START Text section

So, tomorrow we will have a one year old.
One. Year. Old.
I’m really not sure where the last year went! We have had a lot of ups and downs – thankfully the ups have far, far, far outweighed the downs. And, when I look back on all that we have been through as a family, I wouldn’t change a single thing!
It has made us stronger, more caring, more passionate, and more loving. It has brought us closer together as a family… If that was at all possible!
A year ago today Peter and I spent our morning at the hospital waiting for me to be induced. After things got underway, we continued our day as normal, went for lunch together, came home to relax, and just WAIT for our precious little boy to arrive.
We were both so excited… and nervous!
At that time we had no idea what the next two weeks would have in store for us.
The biggest joy of our life, along with the biggest scare of our life.
We were blessed with a miracle that we had no idea would spend the next two weeks in the NICU undergoing blood transfusions, countless tests and scans, around-the-clock care, and days of intense treatment.
To this day whenever I drive past an ambulance, it takes me back to the day Ethan was transferred to the Janeway.
I still get a chill when I think about our drive to town that day.
It is still so vivid, yet it’s a complete blur. At the time I didn’t understand the extent of Ethan’s bleed… and I certainly didn’t realize how close we came to losing him. Thankfully things worked out and he is a happy, healthy one-year-old.
I often think back on those two weeks and realize how lucky we truly are. I know everything happens for a reason, and God certainly had a plan for us. Ethan was – and still is – such a strong, resilient little boy. He was able to pull through everything and turn out to be a completely ‘normal’ little boy… Only with severe Hemophilia. From one day to the next, we really didn’t know what the outcome would be. We spent hours upon hours holding him, rocking him, feeding him, talking to him, and just being there for him.

END Text section
START Dataset records

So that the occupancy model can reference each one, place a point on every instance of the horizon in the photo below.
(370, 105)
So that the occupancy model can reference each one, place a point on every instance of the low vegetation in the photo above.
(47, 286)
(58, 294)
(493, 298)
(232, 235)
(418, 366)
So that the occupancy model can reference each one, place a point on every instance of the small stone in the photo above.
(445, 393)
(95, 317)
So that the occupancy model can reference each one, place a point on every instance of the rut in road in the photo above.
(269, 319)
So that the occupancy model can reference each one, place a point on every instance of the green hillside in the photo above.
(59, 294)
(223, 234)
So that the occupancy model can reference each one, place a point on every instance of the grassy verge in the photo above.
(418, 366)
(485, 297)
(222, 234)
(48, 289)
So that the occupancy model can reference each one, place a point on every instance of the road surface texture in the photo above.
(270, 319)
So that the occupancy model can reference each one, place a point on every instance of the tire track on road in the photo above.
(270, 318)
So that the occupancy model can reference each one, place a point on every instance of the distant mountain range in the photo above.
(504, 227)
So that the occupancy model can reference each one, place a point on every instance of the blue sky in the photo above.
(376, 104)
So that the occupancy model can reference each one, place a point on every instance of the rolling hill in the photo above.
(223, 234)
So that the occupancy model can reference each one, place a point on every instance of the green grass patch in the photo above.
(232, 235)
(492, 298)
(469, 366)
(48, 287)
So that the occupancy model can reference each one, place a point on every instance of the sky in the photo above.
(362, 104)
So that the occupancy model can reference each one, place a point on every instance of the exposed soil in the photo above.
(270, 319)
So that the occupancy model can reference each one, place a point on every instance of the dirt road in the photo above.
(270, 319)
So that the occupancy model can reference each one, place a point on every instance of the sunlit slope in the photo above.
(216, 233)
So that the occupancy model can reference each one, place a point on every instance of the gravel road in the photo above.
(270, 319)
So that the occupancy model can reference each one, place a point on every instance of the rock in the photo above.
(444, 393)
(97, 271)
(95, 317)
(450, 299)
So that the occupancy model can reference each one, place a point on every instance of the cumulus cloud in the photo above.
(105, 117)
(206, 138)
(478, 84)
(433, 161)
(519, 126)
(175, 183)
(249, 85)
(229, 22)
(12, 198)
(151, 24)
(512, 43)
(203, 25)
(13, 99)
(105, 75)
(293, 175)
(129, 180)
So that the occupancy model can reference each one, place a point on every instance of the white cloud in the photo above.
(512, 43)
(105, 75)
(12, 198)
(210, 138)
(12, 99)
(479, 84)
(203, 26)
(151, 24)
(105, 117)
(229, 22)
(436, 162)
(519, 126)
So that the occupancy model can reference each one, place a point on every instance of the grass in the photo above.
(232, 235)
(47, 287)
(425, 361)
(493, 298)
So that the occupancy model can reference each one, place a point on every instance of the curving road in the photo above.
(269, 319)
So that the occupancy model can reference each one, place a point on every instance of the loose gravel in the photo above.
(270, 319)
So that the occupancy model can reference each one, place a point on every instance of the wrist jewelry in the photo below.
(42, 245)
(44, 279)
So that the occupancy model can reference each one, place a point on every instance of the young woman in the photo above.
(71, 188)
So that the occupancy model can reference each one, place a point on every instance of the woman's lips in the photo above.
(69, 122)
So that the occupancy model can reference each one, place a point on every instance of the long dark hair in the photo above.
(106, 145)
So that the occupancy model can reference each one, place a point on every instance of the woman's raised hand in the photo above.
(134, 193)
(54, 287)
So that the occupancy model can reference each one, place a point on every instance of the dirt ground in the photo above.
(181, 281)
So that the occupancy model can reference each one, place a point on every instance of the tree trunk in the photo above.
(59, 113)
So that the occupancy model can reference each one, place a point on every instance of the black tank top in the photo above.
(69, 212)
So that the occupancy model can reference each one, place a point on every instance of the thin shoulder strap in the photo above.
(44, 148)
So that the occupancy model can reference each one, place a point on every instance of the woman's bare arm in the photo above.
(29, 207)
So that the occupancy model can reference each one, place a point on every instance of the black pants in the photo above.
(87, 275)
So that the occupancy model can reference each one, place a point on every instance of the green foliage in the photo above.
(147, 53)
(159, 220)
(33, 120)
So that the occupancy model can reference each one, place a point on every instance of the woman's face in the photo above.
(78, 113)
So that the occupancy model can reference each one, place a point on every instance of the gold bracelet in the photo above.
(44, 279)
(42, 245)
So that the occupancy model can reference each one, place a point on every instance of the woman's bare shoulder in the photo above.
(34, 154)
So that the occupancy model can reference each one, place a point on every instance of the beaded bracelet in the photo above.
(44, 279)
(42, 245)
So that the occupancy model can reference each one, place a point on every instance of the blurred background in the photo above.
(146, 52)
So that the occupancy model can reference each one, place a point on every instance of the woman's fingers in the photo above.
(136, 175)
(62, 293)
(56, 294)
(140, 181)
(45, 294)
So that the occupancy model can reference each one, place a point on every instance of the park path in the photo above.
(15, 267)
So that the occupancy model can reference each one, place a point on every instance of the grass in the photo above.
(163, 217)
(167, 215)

END Dataset records

What you have to do ::
Reproduce the passage of the post about Ethan's first year word for word, starting at "We were blessed" and ending at "town that day.".

Expected answer ::
We were blessed with a miracle that we had no idea would spend the next two weeks in the NICU undergoing blood transfusions, countless tests and scans, around-the-clock care, and days of intense treatment.
To this day whenever I drive past an ambulance, it takes me back to the day Ethan was transferred to the Janeway.
I still get a chill when I think about our drive to town that day.